* Quoted passage *
= = = = =
# Help! Are there any fish that can live in room temperature water?



## teeneythebetta (Apr 29, 2012)

I have A betta related YouTube channel... This person asked me if a betta could live in a plastic tank they have, I told them they do best in heated tank 2.5 gal or more... Then they asked about getting a gold fish and I explained to them that goldfish get GIANT and need huge tanks...

They want to know if there are any fish that can live in room temp water? Idk anything about guppy care or minnows or anything... Also what is the minimum size tank they need & what's the least amount of fish you would need? Idk anything about other types of fish's needs, and I know that asking on this forum i will get accurate information to give this person.. Thanks.


----------



## Mo (Mar 15, 2012)

What is the "room temperature?" my room temp is around 80 year around, others are 70 or maybe even 75


----------



## thekoimaiden (Oct 19, 2011)
= = = = =
(Rows of bounding-box annotation data)

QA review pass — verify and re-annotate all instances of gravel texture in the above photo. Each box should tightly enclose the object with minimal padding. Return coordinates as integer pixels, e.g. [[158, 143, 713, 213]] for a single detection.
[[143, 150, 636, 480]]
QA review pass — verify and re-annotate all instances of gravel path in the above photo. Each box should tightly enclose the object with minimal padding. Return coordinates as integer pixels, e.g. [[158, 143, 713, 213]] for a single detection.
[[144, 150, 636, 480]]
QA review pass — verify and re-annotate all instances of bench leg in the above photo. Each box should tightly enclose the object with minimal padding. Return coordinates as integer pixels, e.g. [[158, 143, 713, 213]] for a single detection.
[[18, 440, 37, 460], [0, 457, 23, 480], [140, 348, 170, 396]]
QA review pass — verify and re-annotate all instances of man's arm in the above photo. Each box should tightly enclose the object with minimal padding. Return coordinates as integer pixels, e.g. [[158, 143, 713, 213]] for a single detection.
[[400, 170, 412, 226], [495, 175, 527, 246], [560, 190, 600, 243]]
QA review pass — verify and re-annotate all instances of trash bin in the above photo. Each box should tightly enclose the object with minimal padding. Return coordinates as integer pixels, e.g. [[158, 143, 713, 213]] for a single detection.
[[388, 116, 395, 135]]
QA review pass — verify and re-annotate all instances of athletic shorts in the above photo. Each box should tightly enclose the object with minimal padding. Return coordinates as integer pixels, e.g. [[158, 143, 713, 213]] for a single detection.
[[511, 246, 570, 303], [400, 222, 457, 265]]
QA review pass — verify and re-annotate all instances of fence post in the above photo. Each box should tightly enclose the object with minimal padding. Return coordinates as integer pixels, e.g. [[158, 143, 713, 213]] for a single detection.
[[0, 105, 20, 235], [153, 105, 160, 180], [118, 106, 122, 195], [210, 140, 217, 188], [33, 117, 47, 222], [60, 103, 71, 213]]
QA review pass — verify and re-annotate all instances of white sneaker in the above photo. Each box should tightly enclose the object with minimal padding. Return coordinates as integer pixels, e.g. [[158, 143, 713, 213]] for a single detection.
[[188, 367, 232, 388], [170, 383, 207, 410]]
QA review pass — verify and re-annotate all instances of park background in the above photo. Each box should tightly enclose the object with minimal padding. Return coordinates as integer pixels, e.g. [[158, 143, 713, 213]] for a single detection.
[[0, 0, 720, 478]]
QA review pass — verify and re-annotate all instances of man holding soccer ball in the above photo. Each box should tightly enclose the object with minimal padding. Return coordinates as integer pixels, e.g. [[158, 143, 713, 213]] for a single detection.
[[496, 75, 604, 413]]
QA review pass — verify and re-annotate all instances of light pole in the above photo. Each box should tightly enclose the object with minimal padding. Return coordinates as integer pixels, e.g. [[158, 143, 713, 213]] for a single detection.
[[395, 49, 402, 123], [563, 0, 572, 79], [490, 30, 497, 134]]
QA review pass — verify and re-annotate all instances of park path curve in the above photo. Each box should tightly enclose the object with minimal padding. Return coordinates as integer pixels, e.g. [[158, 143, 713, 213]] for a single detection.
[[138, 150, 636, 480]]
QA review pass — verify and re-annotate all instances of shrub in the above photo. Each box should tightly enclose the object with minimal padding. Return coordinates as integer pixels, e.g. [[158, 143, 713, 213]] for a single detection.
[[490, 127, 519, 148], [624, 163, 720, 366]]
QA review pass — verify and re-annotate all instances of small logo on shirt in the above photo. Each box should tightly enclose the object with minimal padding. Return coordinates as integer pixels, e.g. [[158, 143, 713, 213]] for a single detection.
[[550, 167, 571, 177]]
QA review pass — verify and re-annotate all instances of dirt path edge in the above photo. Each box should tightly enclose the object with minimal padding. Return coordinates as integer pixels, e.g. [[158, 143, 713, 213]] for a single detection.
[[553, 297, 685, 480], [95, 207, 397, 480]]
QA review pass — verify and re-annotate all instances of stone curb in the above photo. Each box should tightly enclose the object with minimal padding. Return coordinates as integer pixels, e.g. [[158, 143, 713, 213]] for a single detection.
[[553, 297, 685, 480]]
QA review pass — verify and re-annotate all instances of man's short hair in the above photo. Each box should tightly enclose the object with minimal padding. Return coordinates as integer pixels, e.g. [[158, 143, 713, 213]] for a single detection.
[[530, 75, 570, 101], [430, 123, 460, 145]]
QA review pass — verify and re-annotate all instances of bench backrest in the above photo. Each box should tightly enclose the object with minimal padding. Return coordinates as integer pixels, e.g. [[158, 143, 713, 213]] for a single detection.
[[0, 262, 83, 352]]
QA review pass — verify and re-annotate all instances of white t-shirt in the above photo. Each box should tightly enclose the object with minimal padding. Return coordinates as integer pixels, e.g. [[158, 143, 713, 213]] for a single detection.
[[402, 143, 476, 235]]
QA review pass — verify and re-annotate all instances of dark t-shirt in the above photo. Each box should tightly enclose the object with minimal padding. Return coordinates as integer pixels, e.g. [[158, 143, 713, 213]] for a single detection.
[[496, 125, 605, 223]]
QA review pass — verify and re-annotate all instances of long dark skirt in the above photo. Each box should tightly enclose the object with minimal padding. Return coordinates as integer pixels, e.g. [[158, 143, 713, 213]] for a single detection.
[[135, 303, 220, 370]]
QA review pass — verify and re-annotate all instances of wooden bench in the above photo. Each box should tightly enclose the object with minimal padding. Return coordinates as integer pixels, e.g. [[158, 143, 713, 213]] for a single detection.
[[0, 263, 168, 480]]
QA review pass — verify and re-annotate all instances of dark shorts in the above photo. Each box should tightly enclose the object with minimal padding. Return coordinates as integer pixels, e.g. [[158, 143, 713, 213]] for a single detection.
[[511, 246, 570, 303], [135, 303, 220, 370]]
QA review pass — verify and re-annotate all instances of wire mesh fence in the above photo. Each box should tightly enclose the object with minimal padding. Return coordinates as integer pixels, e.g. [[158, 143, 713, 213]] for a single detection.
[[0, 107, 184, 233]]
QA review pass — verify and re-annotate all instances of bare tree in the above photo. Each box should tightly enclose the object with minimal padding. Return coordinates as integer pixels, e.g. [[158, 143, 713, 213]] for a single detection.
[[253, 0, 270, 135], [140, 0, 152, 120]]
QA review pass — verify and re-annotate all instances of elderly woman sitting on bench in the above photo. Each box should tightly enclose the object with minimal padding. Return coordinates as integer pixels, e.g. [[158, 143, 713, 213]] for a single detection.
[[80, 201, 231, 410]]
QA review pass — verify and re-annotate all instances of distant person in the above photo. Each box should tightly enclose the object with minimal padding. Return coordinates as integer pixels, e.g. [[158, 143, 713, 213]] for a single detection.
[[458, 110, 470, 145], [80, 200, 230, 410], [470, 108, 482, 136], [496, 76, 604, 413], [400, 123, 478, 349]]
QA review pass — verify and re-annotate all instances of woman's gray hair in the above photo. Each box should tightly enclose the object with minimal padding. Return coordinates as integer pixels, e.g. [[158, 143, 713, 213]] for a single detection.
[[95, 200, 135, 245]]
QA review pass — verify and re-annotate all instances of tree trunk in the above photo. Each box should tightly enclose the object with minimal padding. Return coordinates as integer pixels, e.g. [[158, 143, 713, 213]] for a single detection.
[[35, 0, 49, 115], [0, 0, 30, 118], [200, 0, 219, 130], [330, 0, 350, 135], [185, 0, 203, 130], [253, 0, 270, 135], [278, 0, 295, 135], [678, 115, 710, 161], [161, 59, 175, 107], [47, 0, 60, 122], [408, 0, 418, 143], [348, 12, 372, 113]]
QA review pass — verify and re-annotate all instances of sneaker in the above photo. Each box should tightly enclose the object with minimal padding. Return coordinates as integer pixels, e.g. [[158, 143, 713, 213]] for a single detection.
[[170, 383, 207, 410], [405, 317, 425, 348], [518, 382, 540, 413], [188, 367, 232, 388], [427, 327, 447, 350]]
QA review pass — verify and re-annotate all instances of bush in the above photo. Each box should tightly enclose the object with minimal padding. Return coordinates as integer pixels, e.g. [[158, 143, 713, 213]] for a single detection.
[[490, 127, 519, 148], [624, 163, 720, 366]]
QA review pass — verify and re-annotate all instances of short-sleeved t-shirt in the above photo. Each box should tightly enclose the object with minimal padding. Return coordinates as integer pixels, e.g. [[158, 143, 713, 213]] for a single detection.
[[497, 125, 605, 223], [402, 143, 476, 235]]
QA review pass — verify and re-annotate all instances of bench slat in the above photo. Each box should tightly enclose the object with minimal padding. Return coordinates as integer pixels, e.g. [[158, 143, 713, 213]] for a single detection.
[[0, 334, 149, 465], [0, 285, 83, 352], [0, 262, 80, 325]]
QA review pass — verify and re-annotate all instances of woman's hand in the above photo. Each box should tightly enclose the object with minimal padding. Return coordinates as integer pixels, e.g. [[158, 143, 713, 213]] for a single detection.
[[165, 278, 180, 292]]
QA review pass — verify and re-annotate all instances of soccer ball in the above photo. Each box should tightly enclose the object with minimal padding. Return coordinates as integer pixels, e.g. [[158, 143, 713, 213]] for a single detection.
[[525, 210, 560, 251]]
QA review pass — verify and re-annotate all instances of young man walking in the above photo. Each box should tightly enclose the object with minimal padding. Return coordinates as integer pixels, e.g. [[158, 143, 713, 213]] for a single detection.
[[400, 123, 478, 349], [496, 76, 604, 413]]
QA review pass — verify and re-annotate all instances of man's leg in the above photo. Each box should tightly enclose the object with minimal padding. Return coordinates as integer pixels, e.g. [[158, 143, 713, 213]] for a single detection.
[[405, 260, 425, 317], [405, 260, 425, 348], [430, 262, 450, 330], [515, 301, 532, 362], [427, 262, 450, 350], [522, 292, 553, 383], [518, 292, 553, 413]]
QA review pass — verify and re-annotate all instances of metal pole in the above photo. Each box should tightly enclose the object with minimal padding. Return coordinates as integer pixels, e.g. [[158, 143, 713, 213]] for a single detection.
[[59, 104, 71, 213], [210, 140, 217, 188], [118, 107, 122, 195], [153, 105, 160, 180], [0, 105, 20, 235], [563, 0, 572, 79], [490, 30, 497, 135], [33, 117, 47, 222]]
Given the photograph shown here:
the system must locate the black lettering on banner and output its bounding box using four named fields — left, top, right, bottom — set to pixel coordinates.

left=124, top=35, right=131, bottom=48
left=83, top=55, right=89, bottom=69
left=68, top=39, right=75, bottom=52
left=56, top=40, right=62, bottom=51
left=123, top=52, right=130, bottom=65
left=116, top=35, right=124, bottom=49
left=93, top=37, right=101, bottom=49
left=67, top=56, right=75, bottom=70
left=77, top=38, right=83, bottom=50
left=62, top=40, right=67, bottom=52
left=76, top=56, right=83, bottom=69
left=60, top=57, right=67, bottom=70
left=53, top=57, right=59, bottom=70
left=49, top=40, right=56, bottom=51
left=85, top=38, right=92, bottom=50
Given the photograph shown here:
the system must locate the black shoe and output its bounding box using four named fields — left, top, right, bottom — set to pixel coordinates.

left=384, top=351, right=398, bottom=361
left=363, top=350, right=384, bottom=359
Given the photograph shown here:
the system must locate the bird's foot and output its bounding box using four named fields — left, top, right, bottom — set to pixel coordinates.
= = = = =
Update the forum thread on room-temperature fish by writing out everything from "## teeneythebetta (Apr" down to "this person.. Thanks." again, with "plastic tank" changed to "glass bowl". The entries are not needed for anything here.

* Completed task *
## teeneythebetta (Apr 29, 2012)

I have A betta related YouTube channel... This person asked me if a betta could live in a glass bowl they have, I told them they do best in heated tank 2.5 gal or more... Then they asked about getting a gold fish and I explained to them that goldfish get GIANT and need huge tanks...

They want to know if there are any fish that can live in room temp water? Idk anything about guppy care or minnows or anything... Also what is the minimum size tank they need & what's the least amount of fish you would need? Idk anything about other types of fish's needs, and I know that asking on this forum i will get accurate information to give this person.. Thanks.